» **EXTRACT**

#####

Advanced physical assessment class


Hey everyone,

When you took your advanced physical assessment course, was it mainly in person or was it online?

I feel like this class is SO important and it is primarily online. There are power point lectures and things but for the most part I feel like I have to teach this information myself. For the lab portion, we only meet a few times during the semester - once for orientation/HEENT exams, another for a standardized patient, male/female GU exams and then for our final head-to-toe examination check off. In between all of that we have open lab where we can sign up, come in and practice with partner...I guess faculty will be there to answer any questions we have regarding technique.

I just feel like this class should be more than just online. Other than going in and practicing, any tips on being successful?

Specializes in Adult Nurse Practitioner. Has 40 years experience.

Are you not doing any clinicals during this? I did as well as campus time and testing through demonstration.

Specializes in ER, progressive care. Has 7 years experience.

No clinicals while in this course. I don't start clinical until January 2017.

Specializes in Critical Care and ED. Has 34 years experience.

My class used Shadow Health which was a simulated patient experience. We had to interview the virtual online patient and ask multiple questions and write a SOAP note, as well as doing a simulated physical assessment on them. It was a very time consuming experience because you literally had to ask everything you could think of. Every week we'd also meet for a lab where we would learn to assess one new body system each time which was cumulative, meaning every week we'd have to incorporate all the things we'd learned in the previous week and add the new content, and we had to perform a physical assessment on our fellow students. At the end we had a timed physical assessment examination. We would also have a lecture in the morning. It was a very tough class. I would say that it was the toughest class I've done so far as it was so intensive and the professor was a tough cookie. I learned a lot though, and couldn't imagine becoming a good provider without being able to learn those skills in person.

#####

» **DATA FOR REVIEW**
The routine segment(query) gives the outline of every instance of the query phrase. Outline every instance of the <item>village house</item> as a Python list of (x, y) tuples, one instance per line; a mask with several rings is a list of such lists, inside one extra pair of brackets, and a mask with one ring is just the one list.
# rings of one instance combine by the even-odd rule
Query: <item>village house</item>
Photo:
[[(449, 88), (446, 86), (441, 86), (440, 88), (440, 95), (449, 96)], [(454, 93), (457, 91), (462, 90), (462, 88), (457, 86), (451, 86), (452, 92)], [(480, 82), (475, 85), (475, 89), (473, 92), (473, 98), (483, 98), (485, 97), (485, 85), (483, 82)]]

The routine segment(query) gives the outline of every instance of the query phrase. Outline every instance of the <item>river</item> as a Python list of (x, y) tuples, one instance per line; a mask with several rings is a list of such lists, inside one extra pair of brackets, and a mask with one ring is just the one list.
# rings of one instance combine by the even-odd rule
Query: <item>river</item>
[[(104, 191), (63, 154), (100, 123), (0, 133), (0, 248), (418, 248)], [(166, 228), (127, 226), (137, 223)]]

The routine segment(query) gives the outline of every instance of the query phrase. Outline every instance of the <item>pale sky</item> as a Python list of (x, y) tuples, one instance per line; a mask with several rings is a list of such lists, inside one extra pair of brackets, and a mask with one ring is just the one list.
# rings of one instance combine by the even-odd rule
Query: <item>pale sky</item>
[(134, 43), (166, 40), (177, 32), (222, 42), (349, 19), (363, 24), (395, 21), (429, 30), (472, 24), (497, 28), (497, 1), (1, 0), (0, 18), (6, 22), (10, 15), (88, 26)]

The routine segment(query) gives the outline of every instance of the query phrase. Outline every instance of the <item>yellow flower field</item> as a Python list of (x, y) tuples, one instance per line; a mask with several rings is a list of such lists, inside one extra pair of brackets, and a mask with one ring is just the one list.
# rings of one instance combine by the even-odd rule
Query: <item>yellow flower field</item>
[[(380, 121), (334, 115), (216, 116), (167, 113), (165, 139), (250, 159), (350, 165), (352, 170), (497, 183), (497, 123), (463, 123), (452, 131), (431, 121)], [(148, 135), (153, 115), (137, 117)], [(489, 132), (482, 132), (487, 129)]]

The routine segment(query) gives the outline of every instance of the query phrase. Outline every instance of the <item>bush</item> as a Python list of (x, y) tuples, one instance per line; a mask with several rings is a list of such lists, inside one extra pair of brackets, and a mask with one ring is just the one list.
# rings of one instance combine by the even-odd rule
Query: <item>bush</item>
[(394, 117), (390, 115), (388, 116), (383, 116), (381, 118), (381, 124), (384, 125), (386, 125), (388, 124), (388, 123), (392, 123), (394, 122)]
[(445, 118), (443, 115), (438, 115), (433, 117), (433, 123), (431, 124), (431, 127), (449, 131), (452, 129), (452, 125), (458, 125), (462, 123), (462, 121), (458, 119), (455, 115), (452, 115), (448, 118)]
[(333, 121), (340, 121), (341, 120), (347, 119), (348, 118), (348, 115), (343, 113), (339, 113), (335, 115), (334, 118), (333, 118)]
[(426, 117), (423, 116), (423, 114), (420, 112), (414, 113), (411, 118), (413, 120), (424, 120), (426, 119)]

#####

» **EXERCISE REQUIREMENTS**
a: In the forum thread about advanced physical assessment, what did the class of the responder with 34 years of experience use as a simulated patient experience?
b: Quote word for word the stretch of the forum thread from "Specializes in Adult" through "testing through demonstration.".

» **ANSWERS FOR THIS EXERCISE**
a: Shadow Health

b:
Specializes in Adult Nurse Practitioner. Has 40 years experience.

Are you not doing any clinicals during this? I did as well as campus time and testing through demonstration.